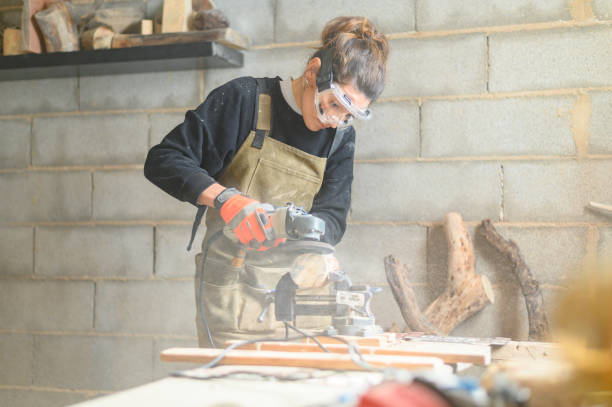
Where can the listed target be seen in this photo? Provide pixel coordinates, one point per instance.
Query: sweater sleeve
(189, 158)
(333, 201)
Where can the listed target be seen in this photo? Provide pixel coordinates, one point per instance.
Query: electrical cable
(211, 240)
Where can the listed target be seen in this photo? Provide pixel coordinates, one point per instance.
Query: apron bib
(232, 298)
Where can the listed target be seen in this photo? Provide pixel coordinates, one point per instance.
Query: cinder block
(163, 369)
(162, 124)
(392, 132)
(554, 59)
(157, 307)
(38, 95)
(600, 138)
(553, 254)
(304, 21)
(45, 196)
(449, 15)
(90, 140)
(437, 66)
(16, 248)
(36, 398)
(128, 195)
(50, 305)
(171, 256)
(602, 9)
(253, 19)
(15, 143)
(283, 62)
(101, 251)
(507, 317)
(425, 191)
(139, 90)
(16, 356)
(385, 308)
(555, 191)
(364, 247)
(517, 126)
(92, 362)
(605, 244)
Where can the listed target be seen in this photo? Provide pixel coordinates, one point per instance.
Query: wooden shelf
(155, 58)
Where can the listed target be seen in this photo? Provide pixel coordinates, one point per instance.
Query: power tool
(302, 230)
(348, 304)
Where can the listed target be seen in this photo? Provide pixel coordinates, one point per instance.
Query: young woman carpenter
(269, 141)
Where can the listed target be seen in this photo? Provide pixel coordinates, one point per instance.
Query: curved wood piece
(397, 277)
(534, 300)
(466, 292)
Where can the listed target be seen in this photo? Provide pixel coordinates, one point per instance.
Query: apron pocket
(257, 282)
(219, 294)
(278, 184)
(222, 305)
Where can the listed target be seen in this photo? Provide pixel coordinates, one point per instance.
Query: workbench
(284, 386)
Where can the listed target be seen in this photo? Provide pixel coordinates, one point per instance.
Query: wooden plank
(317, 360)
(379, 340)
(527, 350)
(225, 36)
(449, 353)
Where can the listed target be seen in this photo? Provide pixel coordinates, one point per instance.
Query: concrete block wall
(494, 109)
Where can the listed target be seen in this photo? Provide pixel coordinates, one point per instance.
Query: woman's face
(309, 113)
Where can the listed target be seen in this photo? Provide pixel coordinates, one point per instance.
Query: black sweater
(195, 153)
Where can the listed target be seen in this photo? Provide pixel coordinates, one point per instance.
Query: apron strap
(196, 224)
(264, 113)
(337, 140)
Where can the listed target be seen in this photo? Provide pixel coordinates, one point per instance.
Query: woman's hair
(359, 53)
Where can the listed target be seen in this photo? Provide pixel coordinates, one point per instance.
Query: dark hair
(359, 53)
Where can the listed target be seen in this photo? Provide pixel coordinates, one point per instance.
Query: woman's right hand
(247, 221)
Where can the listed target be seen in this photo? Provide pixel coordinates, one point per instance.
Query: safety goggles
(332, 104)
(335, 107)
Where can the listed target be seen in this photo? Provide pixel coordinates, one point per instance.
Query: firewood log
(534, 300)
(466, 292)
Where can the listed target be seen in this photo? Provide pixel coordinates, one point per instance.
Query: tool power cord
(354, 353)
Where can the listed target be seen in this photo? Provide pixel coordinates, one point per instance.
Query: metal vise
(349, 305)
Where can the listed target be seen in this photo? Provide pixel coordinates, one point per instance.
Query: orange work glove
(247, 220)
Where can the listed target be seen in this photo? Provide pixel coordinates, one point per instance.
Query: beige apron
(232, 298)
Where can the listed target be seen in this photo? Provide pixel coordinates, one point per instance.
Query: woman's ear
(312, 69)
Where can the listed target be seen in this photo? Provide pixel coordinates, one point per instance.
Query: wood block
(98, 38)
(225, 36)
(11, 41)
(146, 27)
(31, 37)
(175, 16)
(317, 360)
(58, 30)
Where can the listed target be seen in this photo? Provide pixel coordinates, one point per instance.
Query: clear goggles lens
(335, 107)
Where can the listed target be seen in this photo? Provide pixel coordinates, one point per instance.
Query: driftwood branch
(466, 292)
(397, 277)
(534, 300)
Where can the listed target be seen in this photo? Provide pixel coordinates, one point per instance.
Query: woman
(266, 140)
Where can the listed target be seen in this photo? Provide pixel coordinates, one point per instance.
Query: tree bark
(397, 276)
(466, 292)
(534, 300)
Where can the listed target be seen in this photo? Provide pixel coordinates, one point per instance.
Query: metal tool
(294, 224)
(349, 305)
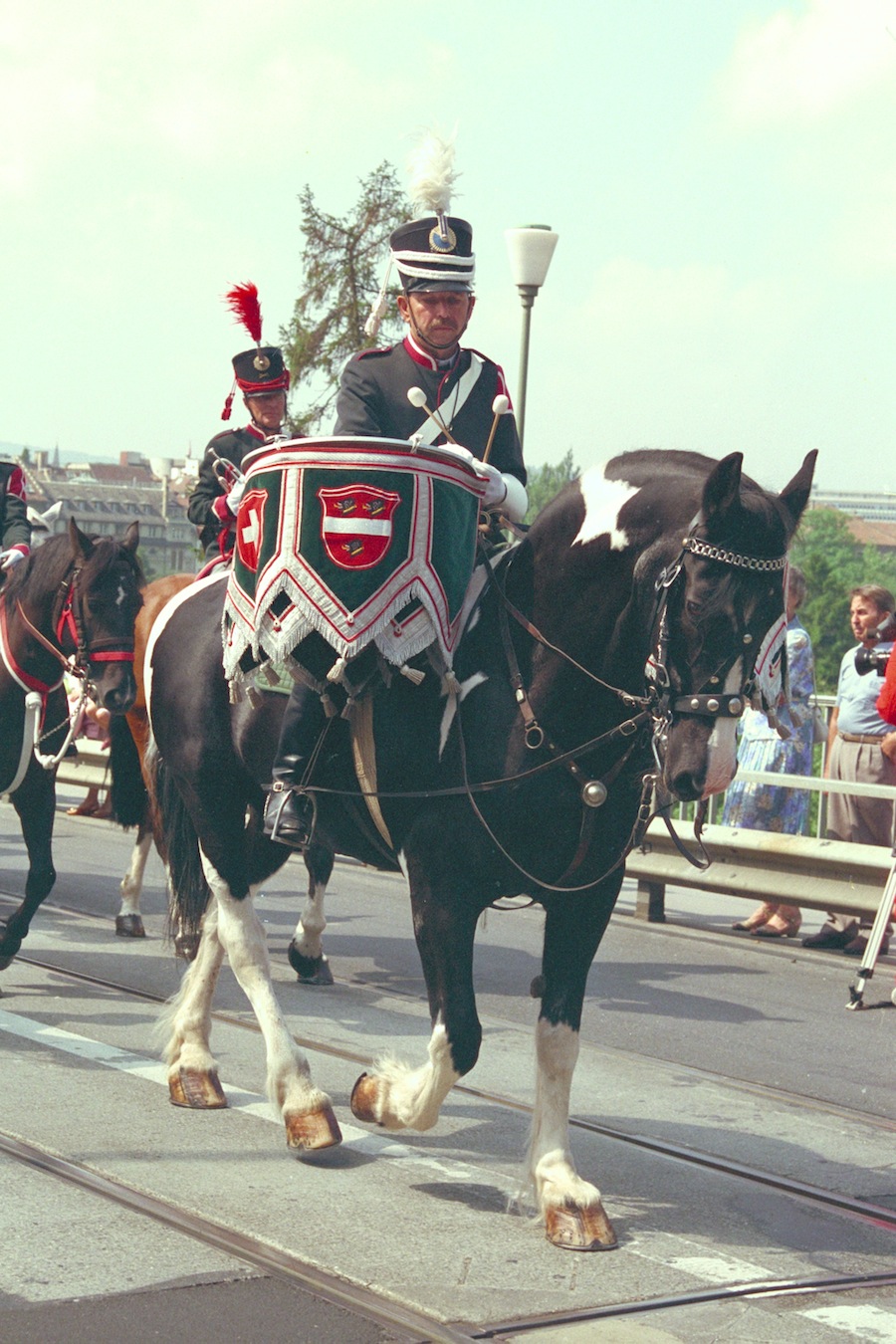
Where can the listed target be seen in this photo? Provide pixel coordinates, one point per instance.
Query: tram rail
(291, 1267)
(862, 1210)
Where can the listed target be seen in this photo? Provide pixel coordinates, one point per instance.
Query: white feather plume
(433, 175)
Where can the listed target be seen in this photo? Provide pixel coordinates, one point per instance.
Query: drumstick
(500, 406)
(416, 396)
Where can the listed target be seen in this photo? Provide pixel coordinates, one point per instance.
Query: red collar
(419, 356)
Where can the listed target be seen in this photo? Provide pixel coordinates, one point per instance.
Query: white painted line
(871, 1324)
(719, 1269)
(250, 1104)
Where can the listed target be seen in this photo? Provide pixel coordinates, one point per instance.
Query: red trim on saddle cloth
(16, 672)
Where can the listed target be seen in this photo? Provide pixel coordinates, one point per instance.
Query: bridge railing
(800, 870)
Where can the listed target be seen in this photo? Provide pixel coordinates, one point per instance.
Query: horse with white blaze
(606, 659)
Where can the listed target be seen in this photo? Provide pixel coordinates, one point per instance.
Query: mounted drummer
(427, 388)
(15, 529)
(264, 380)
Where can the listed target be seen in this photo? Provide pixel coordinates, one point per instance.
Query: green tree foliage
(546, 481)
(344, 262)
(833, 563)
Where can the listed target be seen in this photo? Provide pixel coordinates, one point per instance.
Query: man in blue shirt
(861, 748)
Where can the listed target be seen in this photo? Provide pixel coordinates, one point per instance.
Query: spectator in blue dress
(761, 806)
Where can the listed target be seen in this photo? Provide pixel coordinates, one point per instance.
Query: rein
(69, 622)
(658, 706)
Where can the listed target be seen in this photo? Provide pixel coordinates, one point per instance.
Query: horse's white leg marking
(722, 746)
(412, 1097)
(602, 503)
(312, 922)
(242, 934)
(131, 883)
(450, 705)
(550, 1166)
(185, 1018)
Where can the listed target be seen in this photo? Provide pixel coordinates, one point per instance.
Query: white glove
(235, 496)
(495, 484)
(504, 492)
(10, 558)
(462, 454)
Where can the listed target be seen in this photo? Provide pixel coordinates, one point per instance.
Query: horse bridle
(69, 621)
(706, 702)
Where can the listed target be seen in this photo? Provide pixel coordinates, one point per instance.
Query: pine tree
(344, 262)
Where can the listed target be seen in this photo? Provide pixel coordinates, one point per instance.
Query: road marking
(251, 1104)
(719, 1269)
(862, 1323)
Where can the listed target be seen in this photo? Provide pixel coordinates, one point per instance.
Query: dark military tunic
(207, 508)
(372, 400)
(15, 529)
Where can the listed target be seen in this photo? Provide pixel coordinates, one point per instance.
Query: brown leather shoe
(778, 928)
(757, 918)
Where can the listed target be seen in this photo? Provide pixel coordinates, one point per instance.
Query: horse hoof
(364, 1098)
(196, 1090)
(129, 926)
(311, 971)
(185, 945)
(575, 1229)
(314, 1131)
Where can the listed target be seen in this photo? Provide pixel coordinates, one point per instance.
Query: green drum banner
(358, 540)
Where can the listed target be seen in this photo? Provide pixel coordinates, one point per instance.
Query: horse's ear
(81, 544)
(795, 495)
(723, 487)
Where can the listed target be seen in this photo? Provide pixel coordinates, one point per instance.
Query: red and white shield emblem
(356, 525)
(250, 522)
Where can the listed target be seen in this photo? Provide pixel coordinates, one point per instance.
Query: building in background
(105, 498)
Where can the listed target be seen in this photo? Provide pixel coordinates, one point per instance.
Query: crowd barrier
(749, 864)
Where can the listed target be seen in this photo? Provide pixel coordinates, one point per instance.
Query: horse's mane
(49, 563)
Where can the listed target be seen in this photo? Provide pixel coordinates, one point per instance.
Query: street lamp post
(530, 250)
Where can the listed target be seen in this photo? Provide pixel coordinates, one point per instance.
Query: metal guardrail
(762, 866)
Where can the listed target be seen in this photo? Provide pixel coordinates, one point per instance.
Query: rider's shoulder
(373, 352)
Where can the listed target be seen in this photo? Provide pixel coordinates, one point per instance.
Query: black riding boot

──────

With the line containing "Query: rider's shoulder" as the first and the final line of the records as the last, copy that span exactly and nothing more.

Query: rider's shoulder
(373, 352)
Where can the listed target be seen in this photo? Provide pixel coordinates, one point per instance.
Query: black riding boot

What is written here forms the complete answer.